[PROBLEM TO SOLVE] Every line of the data below should be retyped exactly.

Source data
= = = =
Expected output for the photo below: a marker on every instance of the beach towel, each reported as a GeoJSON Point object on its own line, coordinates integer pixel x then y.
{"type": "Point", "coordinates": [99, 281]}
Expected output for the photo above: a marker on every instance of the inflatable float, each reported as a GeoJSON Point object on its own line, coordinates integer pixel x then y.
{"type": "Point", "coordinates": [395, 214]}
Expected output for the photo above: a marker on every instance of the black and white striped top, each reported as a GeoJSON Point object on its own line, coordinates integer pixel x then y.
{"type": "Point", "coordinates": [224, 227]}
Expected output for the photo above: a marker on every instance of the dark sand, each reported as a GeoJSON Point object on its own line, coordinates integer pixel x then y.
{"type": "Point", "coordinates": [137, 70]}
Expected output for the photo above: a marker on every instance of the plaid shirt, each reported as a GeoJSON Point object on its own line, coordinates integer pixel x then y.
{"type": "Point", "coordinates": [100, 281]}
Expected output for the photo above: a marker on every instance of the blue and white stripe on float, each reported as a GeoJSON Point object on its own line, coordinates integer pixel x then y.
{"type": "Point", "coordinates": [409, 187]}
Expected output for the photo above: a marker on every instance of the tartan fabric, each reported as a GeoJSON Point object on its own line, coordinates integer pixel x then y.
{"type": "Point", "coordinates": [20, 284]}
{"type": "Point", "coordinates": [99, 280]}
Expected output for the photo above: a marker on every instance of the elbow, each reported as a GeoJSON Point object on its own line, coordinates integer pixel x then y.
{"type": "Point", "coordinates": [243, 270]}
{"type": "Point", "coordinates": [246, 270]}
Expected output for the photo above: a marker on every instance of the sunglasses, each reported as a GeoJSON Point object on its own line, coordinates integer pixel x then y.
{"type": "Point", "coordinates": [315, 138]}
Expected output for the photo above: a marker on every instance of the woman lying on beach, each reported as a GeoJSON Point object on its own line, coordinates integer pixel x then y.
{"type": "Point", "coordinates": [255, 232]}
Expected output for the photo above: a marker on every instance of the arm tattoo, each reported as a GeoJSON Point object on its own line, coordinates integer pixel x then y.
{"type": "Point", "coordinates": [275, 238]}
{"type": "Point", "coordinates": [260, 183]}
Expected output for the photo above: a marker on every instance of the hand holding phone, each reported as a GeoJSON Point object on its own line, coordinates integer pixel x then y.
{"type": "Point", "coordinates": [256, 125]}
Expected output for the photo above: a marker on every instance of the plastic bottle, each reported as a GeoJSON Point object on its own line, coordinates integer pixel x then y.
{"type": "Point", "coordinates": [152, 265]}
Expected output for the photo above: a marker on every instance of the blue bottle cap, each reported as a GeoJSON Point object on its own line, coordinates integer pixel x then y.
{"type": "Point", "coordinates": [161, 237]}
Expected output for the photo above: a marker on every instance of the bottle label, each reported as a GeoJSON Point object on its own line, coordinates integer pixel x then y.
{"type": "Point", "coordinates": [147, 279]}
= = = =
[YOUR RESPONSE]
Expected output for the photo below: a marker on every instance of the beach towel, each reported as a GeoJSON Point object on its own line, coordinates integer pixel x then y.
{"type": "Point", "coordinates": [99, 281]}
Expected output for the photo above: a marker on every instance of the inflatable float, each reported as a GeoJSON Point object on its own line, coordinates integer pixel x then y.
{"type": "Point", "coordinates": [395, 214]}
Expected output for the photo above: a marker on every instance of the black and white striped top, each reported as a GeoJSON Point object on its own line, coordinates integer pixel x then y.
{"type": "Point", "coordinates": [224, 227]}
Expected output for the photo above: a marker on every instance of the dark sand, each reported as a GeoJSON Point object on its own line, coordinates integer pixel x then y.
{"type": "Point", "coordinates": [137, 70]}
Expected output for the photo above: a marker on every instance of the plaid shirt, each reported as a GeoJSON Point object on its own line, coordinates integer pixel x then y.
{"type": "Point", "coordinates": [100, 281]}
Expected output for the photo above: a marker on every instance of the blue and white stripe on float, each reported as a GeoJSON Point object on its own line, coordinates integer pixel x then y.
{"type": "Point", "coordinates": [409, 187]}
Expected output for the photo above: a marker on every instance of the tartan fabric, each reported as a GeoJSON Point object on its own line, coordinates integer pixel x then y.
{"type": "Point", "coordinates": [20, 284]}
{"type": "Point", "coordinates": [99, 280]}
Expected output for the photo above: a marker on every instance of the elbow, each reported as a GeoJSON Point object on its own line, coordinates integer pixel x then y.
{"type": "Point", "coordinates": [243, 270]}
{"type": "Point", "coordinates": [246, 270]}
Expected output for the photo above: a marker on every instance of the sunglasses, each reported as a GeoJSON Point object on its own line, coordinates integer pixel x then y.
{"type": "Point", "coordinates": [315, 138]}
Expected output for the photo above: a marker on every instance of the woman lying on beach, each reported as a GeoJSON Point object on its own line, coordinates integer pixel x then y.
{"type": "Point", "coordinates": [255, 232]}
Expected output for the photo above: a marker on every instance of the arm tattoo, each reported as a GeoJSON Point object on its own line, coordinates integer pixel x then y.
{"type": "Point", "coordinates": [275, 238]}
{"type": "Point", "coordinates": [260, 183]}
Expected output for the photo above: a marker on every instance of the hand holding phone, each reported as a GeoJSON Point object on its own line, coordinates integer pixel x then y.
{"type": "Point", "coordinates": [256, 125]}
Expected output for the photo above: a marker on every instance of the plastic bottle, each reported as a GeoJSON Point object on its own line, coordinates integer pixel x then y.
{"type": "Point", "coordinates": [152, 265]}
Expected output for the photo above: a marker on every instance of the blue bottle cap, each reported as a GeoJSON Point object on its own line, coordinates integer pixel x then y.
{"type": "Point", "coordinates": [161, 237]}
Expected output for the photo above: a marker on every instance of the bottle label, each reported as a GeoJSON Point object on its own line, coordinates integer pixel x then y.
{"type": "Point", "coordinates": [147, 279]}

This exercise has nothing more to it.